What is expected: Copy out every entry below word for word, leaving out the pictures.

Extracted information:
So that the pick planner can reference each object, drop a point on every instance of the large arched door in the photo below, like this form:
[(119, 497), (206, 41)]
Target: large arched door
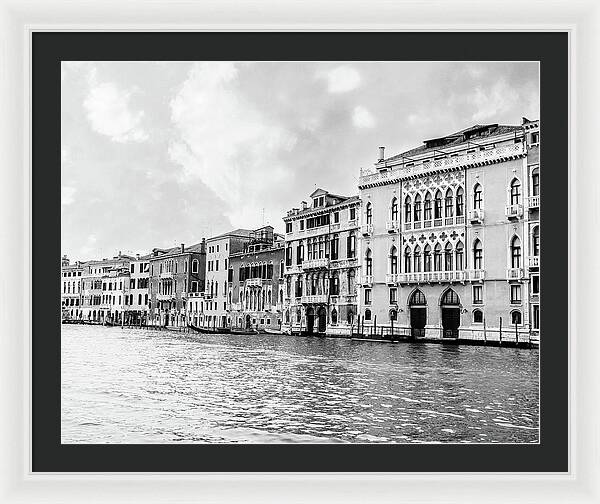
[(418, 314), (450, 314), (322, 320), (310, 319)]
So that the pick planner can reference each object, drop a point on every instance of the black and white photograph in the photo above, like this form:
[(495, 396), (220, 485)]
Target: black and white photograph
[(274, 252)]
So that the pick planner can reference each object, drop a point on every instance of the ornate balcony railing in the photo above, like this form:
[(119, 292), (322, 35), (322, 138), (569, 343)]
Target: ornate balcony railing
[(514, 273), (366, 229), (476, 216), (392, 278), (315, 264), (314, 299), (505, 152), (514, 211), (533, 201), (393, 226)]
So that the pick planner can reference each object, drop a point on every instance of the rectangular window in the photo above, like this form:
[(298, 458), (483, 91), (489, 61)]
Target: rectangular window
[(477, 294), (535, 284), (515, 294)]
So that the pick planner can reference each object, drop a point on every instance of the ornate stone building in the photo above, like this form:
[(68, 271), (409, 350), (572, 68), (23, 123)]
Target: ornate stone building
[(450, 235), (321, 264)]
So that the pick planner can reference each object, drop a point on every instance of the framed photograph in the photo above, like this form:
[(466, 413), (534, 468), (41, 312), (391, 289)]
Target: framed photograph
[(266, 256)]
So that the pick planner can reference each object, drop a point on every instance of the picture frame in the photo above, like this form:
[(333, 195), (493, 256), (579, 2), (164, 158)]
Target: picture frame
[(22, 484)]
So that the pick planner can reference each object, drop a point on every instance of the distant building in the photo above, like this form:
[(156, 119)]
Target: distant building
[(218, 251), (450, 235), (100, 288), (321, 264), (175, 274), (71, 298), (255, 282)]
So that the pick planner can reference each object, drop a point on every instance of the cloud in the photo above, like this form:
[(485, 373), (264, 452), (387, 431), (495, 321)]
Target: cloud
[(342, 79), (67, 195), (362, 118), (108, 110), (231, 145)]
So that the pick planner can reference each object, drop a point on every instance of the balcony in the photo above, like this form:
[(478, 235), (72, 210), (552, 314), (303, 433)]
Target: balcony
[(514, 211), (533, 202), (475, 275), (392, 226), (315, 264), (476, 216), (514, 273), (392, 278), (432, 276), (314, 299)]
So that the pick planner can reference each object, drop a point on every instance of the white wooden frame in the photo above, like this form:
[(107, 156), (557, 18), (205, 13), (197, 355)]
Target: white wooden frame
[(19, 17)]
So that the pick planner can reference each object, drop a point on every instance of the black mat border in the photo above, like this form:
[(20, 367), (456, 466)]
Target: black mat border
[(49, 48)]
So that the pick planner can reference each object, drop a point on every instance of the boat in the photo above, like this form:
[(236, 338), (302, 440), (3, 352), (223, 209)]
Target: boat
[(206, 330)]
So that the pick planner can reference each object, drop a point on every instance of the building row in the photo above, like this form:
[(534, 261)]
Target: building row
[(442, 240)]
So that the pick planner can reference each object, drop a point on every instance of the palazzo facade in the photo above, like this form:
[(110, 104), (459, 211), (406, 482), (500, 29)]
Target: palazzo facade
[(450, 236)]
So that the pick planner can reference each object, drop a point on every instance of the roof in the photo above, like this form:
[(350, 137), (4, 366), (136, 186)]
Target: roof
[(456, 139)]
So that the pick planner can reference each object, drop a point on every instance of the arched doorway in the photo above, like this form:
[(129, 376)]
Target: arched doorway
[(450, 314), (418, 314), (322, 320), (310, 319)]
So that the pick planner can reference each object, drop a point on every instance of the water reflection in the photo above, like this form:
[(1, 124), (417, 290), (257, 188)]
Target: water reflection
[(134, 386)]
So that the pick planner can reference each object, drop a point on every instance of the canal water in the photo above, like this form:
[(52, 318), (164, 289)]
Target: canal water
[(146, 386)]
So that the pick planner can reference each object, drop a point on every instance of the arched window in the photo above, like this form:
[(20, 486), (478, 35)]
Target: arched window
[(535, 242), (459, 257), (417, 259), (394, 209), (460, 205), (393, 260), (417, 208), (437, 210), (477, 255), (515, 192), (437, 257), (407, 260), (417, 299), (535, 182), (427, 258), (449, 203), (450, 298), (515, 252), (448, 257), (477, 197), (407, 210), (427, 207)]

Task answer:
So that the pick planner can reference each object, drop a point on every instance of the large arched door in the photo below, like this form:
[(119, 497), (206, 41)]
Target: large arched door
[(418, 314), (450, 314), (322, 320), (310, 319)]
So that the pick planner can reference each object, drop a point on every instance of the black and white photograph in the photo above, like this form:
[(495, 396), (220, 485)]
Target: black and white photograph
[(274, 252)]
So that the pick planner can reference each object, drop a point on every instance of the ornate balcony railing in the photo above, like this form:
[(119, 292), (322, 35), (322, 138), (569, 343)]
Target: ornate balcony railing
[(514, 273), (366, 229), (476, 216), (392, 278), (315, 264), (314, 299), (505, 152), (514, 211), (533, 201), (393, 226)]
So that the pick planner can reference each object, drop a point on every instance of the rectangular window in the photo above, like this form:
[(298, 458), (483, 91), (489, 61)]
Target: rectangular window
[(477, 294), (535, 284), (515, 294)]
So that the pick planner can reference each object, drop a point on every instance of the ornate stone building in the photo above, like this form:
[(68, 271), (409, 350), (572, 68), (23, 123)]
Target: ornate stone building
[(450, 235), (321, 264)]
So that the pick planner can reference each object, drop a point on every instance of the framed photograph in the photo above, like this form:
[(466, 413), (534, 468), (41, 312), (391, 289)]
Target: framed photograph
[(266, 256)]
So that the pick planner can reference each object, drop a point on every instance of the picture frame in the photo above, like this form:
[(333, 195), (493, 256), (579, 2), (164, 158)]
Target: picture frame
[(22, 484)]
So that the pick planner can reference each object, drop a point on every instance of the distant building in the photo above, like this form:
[(156, 119)]
Target: distant building
[(218, 251), (450, 235), (100, 288), (321, 264), (175, 274), (71, 298), (255, 282)]
So that the pick planner can reference each object, drop a point on every instance of the cloud in the photo above, like this form:
[(485, 373), (264, 452), (387, 431), (495, 321)]
Target: cloud
[(342, 79), (67, 195), (362, 118), (108, 110), (231, 145)]
So that the pick planner can reference each object, drop a point on every instance of the balcony in the photo above, like this form:
[(478, 235), (72, 210), (552, 314), (303, 433)]
Target: balcony
[(514, 211), (533, 202), (475, 275), (392, 226), (315, 264), (476, 216), (514, 273), (392, 278), (432, 276), (314, 299)]
So that the pick planner can reference each object, drop a point on every instance of the white wooden frame in the photo above, like this form:
[(107, 156), (557, 18), (205, 13), (197, 355)]
Target: white wooden frame
[(19, 17)]
So that the pick planner can reference each object, drop a point on every instance of the black mat border in the photo above, like this form:
[(20, 367), (456, 466)]
Target: black mat border
[(49, 48)]
So that the pick planner can reference each object, drop a point on every instance of the boat in the photo above, like this form:
[(236, 338), (302, 440), (3, 352), (223, 209)]
Target: boat
[(206, 330)]
So that the pick planner can reference each object, drop a point on every instance of the building row in the photo above, like this form:
[(534, 261)]
Target: building row
[(442, 240)]
So that the pick planner can reference each object, drop a point on every instance of the palazzo facade in the photo above, like this form:
[(110, 104), (459, 211), (406, 482), (500, 29)]
Target: palazzo facade
[(450, 236)]
So that the pick planner can reference each object, drop a point on every instance of the roof in the photo above, like this form:
[(350, 137), (4, 366), (136, 186)]
Target: roof
[(456, 139)]
So that the pick planner can reference each object, drop a point on every instance of the arched doorway in the photo above, like this form:
[(129, 376)]
Target: arched doorway
[(450, 314), (418, 314), (322, 320), (310, 319)]
So that the pick planner can reference each object, drop a point on every instance of the water reflection in the photo above, like this form:
[(1, 124), (417, 290), (257, 188)]
Target: water reflection
[(134, 386)]
So that the pick planner can reference each object, drop a point on every instance of the canal water in the photo above, like this form:
[(52, 318), (164, 289)]
Target: canal water
[(146, 386)]
So that the pick planner can reference each object, drop a point on every instance of the arched window in the photo above, like this form:
[(20, 486), (478, 35)]
Target: arched window
[(535, 242), (459, 257), (417, 259), (394, 209), (460, 205), (393, 260), (417, 208), (437, 210), (477, 255), (515, 192), (437, 257), (407, 260), (417, 299), (535, 182), (427, 258), (449, 203), (450, 298), (515, 252), (448, 257), (477, 197), (407, 210), (427, 207)]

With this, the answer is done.